# help with shocks and springs 65 gto



## ray white (Nov 30, 2009)

Hi,Iwant to replace front and rear shocks and springs on mt 65 gto. I want a good ride and to maintain orginal body hight, should I go with oem? or is there something out there that gives better handiling and good ride and body hight. Thanks Ray::rofl:


----------



## Rukee (Feb 8, 2007)

I went with NAPA stock replacements and am happy with the ride and height.


----------



## geeteeohguy (Feb 2, 2008)

Ditto. Mine were Moog springs in both GTO's. For shocks, I recommend KYB gas-adjusts. The stock sized white ones. I've had them on my '67 for 25 years and over 120,000 miles and they still work fine! The vendors sell them for our GTO's.


----------



## ray white (Nov 30, 2009)

RECORDED INFORMATION:
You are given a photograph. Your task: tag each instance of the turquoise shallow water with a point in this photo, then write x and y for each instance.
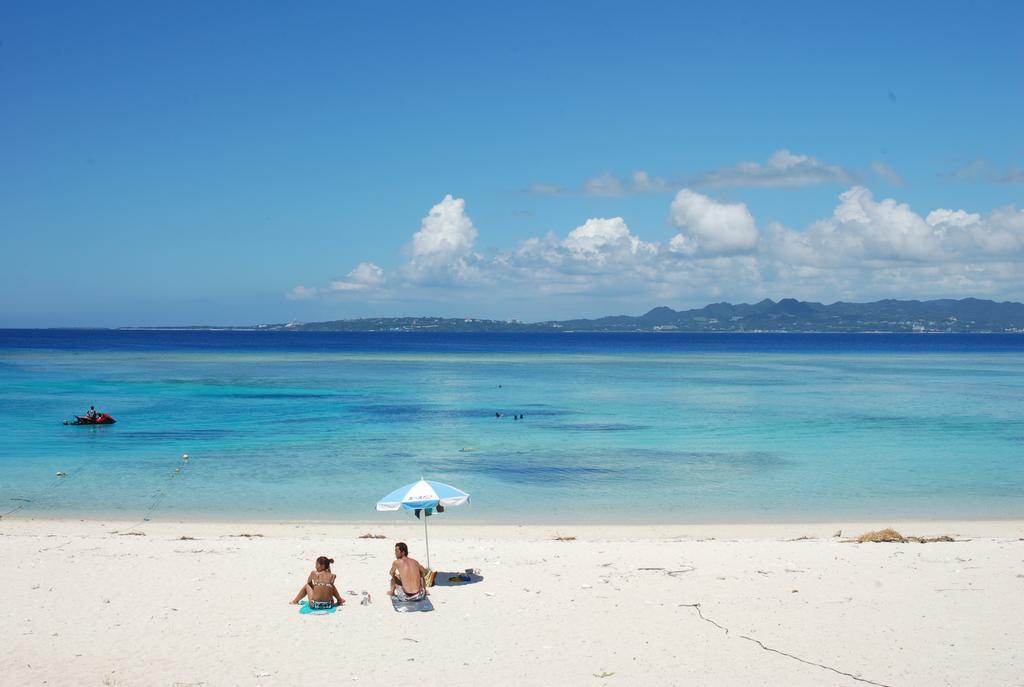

WHAT TO DO:
1 - Summarize the 65 GTO shocks-and-springs thread in two sentences.
2 - Please write the next part of the 65 GTO shocks-and-springs thread, picking up from its last line.

PER-TASK ANSWERS:
1 - Ray white plans to replace the front and rear shocks and springs on a 65 GTO while keeping a good ride and the original body height, and asks whether OEM parts are the way to go or whether something else handles better. Rukee is happy with the ride and height of NAPA stock replacements, and geeteeohguy, who used Moog springs in two GTOs, recommends stock-sized white KYB gas-adjust shocks, which still work fine after 25 years and over 120,000 miles on a '67.

2 -
Thank you forthe info on the shocks and springs.Do just buy the napa direct replacements? and are you using oem style or poly suspenion and swaybar bushings? thanks Ray


----------



## dimitri (Feb 13, 2009)

I put in springs that are 20% stiffer in front and rear with the original height and KYBs all around. I got the springs from coil spings specialties. If you go with poly bushings, you will have to grease them when they start to squeak, about every oil change. Even the graphite bushings have to be oiled.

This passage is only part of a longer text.